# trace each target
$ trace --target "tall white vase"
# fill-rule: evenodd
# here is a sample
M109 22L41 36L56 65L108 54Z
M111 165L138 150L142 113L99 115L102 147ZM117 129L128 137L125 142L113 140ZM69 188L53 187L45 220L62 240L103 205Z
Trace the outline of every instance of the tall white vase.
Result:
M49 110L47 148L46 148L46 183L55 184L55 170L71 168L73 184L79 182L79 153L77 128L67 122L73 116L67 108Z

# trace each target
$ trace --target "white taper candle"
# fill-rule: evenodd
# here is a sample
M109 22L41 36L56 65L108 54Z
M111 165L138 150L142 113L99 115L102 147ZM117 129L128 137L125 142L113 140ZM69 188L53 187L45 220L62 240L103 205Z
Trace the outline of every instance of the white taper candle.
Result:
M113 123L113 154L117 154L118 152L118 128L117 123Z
* * *
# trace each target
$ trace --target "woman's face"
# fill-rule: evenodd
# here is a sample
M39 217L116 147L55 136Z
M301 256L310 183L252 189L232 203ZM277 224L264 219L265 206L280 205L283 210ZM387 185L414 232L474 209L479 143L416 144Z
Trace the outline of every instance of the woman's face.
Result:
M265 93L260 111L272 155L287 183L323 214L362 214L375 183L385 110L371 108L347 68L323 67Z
==
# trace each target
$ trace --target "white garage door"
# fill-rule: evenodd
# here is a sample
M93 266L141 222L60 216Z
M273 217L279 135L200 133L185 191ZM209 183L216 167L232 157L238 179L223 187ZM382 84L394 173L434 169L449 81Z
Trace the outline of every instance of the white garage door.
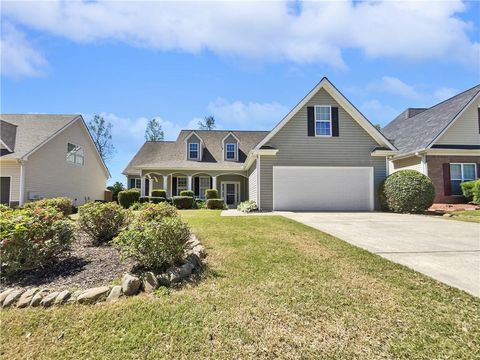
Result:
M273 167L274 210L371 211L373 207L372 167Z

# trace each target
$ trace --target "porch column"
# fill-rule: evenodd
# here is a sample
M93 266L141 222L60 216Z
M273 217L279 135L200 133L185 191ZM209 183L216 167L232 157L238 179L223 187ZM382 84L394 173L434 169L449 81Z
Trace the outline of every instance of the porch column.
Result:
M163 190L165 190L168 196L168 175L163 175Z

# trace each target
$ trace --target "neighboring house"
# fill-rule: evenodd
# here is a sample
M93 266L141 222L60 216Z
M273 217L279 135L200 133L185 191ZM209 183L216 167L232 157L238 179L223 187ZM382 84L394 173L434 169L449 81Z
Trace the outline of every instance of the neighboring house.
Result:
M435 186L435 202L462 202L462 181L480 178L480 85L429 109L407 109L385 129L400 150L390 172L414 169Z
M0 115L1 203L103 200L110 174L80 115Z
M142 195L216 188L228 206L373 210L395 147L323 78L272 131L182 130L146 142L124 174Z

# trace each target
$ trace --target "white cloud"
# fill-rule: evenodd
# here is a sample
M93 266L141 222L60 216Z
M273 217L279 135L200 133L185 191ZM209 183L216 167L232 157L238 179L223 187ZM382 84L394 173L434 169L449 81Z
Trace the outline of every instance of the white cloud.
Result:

* **WHAT YOU WILL DO**: Please list every line in the data above that contains the string "porch", with case counting.

* **ANSWER TO THE PROBLEM**:
$ trace --target "porch column"
Trace the outline of every instance of the porch column.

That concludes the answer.